─── Exercise passage
The University of California Press supports its mission of publishing good scholarship.

The media today—newspapers, books, and, yes, magazines—are in a bewildering situation. People are getting information in new ways, methods of production and distribution are shifting. Writers and editors routinely deploy terms like “business model” and “social media.”

None of that is necessarily bad. It’s just the shape of the landscape, and anyone trekking across it would do well to be prepared. Lynne Withey, the director of the University of California Press, seems to be taking it in stride. When it comes to publishing today, she said, “There are things that stay the same, and things that are very different.” The academic publisher still sells its books through the retail market, for example. But when she started there in 1986, it sold mainly to independent bookstores, then chain stores. “And now Amazon is our biggest customer.”

The publishing industry is in flux, but the nonprofit UC Press—based in Berkeley but part of the larger UC system—is no stranger to change. For much of its early history, its business model really wasn’t. The early UC Press printed scholarly monographs, which it tended to give away, often in exchanges with other libraries. Even when it turned to serious book production 40 years along, the emphasis was on creating finely printed artifacts rather than a diverse collection of scholarship.

Now it’s a world-class publisher producing 200 new books each year, along with about 40 journals. Titles in the catalog range from Space, Time, and Space-time, to Life, the companion book to the BBC nature series (its predecessor, Planet Earth, bumped the press’s annual book sales to a record $21.1 million a couple of years ago). This fall, the press will release the first volume of Mark Twain’s definitive autobiography, which had been under a century-long embargo after his death.

“It’s the top-ranked press affiliated with a public university,” Peter Givler, executive director of the American Association of University Presses, wrote in an email, “and in the same league with the presses at the major private research universities: Princeton, Harvard, Chicago, Johns Hopkins, and so forth.”
──────
─── Data section
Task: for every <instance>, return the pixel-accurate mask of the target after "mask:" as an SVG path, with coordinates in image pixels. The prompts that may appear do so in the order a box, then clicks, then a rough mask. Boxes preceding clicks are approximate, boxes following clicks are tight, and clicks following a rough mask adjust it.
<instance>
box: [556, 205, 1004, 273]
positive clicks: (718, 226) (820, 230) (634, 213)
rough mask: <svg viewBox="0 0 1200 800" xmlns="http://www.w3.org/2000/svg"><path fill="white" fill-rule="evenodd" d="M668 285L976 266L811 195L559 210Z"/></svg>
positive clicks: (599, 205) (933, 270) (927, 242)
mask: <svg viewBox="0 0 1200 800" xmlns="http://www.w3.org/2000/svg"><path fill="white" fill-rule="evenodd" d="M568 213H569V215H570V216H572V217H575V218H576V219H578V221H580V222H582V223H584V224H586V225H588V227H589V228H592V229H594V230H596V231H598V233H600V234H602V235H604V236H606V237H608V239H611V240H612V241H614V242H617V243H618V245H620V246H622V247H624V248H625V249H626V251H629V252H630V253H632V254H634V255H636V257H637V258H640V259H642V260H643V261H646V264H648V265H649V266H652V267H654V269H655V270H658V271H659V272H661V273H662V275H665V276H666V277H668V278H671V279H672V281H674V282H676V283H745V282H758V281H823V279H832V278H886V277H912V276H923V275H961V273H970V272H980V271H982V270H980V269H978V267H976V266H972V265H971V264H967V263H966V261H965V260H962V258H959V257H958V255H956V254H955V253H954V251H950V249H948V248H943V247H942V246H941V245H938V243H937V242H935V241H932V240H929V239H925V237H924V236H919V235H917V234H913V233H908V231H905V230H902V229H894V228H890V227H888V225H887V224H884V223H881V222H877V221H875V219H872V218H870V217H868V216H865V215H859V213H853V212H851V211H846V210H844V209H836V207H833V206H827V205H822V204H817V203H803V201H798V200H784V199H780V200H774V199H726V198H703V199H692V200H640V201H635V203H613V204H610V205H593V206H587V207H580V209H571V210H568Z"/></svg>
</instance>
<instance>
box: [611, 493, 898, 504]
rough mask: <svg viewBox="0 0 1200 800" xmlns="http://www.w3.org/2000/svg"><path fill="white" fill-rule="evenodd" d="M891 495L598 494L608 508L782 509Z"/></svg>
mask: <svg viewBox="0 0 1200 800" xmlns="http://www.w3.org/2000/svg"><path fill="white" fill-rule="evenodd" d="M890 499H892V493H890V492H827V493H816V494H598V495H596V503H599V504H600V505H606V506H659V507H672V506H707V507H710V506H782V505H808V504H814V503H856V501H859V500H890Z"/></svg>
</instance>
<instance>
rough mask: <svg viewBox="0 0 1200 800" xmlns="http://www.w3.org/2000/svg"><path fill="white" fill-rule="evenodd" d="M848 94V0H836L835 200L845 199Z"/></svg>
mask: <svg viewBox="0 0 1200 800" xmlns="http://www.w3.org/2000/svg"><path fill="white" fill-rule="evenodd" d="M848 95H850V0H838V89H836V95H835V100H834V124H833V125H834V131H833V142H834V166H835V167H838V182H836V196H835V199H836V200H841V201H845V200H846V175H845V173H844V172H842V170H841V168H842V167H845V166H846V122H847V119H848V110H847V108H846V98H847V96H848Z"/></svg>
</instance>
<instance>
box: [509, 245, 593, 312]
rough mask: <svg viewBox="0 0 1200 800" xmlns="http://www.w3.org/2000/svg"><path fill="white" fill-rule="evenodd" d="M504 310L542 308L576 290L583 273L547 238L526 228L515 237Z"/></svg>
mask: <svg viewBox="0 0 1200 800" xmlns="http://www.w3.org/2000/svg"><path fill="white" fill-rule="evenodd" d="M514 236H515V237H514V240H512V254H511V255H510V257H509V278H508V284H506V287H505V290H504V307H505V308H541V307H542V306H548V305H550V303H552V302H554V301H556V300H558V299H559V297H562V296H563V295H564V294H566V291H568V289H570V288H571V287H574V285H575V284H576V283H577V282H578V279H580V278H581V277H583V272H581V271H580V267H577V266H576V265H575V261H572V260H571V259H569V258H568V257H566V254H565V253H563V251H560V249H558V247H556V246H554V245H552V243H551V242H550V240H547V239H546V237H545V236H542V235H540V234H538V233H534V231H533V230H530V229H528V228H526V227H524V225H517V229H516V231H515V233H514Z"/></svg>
──────
What to work on:
[1] According to the UC Press article, why is the press "no stranger to change"? Answer in one to three sentences.
[2] In the UC Press article, how many new books does the press produce each year?
[3] Reproduce the UC Press article starting at "The publishing industry" and ending at "collection of scholarship.", with "monographs" swapped for "studies".

Solutions in order:
[1] For much of its early history, the press did not really have a business model. It printed scholarly monographs and tended to give them away, often in exchanges with other libraries. Even after it turned to serious book production 40 years along, it focused on finely printed artifacts rather than a diverse collection of scholarship.

[2] 200 new books each year.

[3]
The publishing industry is in flux, but the nonprofit UC Press—based in Berkeley but part of the larger UC system—is no stranger to change. For much of its early history, its business model really wasn’t. The early UC Press printed scholarly studies, which it tended to give away, often in exchanges with other libraries. Even when it turned to serious book production 40 years along, the emphasis was on creating finely printed artifacts rather than a diverse collection of scholarship.